▶ Task brief
Please pull out and copy every line of the items below that contains the word "wheel". Case counts, so only lines with that exact capitalization qualify.

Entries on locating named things
____
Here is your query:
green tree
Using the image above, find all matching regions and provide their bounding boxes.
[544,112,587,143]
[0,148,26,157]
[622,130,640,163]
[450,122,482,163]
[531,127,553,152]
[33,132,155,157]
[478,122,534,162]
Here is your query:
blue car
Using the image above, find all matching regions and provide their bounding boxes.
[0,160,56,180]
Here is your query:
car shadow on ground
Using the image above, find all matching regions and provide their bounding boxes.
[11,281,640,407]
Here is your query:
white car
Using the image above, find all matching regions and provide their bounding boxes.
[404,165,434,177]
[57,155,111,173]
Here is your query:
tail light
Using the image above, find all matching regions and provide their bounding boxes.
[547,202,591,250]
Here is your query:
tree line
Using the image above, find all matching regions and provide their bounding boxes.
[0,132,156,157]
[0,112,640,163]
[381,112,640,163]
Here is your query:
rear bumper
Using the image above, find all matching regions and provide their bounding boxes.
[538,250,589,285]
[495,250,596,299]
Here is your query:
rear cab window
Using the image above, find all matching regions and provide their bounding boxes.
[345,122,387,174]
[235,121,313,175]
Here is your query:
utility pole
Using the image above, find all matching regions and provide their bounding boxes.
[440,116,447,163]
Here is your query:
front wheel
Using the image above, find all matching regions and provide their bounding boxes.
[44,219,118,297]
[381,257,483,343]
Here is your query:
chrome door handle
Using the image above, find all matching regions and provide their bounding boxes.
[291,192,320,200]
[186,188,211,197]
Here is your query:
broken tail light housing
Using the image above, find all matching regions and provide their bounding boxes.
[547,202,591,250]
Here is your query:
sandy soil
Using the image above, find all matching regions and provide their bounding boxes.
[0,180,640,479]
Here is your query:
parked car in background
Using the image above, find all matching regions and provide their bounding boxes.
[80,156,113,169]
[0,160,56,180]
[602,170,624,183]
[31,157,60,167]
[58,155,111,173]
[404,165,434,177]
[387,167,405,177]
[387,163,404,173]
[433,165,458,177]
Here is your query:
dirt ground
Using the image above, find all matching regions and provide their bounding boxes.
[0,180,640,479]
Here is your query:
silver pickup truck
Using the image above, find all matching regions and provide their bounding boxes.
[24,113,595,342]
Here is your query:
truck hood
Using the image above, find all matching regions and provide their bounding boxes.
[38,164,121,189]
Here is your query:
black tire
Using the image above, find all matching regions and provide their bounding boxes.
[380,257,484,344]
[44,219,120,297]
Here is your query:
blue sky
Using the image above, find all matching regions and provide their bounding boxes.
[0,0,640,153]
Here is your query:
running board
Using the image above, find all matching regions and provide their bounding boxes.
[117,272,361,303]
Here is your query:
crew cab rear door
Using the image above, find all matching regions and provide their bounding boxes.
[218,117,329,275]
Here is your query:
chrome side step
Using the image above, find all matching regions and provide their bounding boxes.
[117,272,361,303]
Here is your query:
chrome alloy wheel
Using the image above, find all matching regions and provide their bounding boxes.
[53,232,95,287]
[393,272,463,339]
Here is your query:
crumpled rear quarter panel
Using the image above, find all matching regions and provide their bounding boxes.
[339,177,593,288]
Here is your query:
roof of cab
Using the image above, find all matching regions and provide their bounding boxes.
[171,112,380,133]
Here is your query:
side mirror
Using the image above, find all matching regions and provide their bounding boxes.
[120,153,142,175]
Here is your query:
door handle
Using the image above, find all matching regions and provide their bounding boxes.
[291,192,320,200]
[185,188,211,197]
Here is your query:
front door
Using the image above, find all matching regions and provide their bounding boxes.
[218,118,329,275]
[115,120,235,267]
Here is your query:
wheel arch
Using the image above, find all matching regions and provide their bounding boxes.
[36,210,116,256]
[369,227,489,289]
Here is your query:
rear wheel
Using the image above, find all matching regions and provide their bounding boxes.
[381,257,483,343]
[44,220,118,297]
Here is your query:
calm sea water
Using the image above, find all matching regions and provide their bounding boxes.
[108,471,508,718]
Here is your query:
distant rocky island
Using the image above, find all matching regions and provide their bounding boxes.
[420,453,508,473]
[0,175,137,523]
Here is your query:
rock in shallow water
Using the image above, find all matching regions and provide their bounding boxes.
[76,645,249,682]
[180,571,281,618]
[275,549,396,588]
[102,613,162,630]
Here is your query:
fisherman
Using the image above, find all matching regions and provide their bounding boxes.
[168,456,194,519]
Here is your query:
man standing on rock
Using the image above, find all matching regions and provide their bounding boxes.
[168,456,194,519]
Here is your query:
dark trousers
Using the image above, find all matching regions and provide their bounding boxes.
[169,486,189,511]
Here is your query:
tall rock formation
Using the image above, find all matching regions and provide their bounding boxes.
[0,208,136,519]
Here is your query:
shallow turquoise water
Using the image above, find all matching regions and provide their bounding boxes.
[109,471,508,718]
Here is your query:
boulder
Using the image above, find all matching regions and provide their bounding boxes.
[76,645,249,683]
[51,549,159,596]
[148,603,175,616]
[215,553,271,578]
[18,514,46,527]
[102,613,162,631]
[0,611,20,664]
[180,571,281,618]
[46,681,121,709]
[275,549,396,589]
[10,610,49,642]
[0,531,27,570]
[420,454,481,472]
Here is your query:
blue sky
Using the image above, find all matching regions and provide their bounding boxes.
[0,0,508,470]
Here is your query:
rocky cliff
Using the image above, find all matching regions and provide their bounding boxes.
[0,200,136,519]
____
▶ Solution below
front wheel
chrome alloy wheel
wheel arch
rear wheel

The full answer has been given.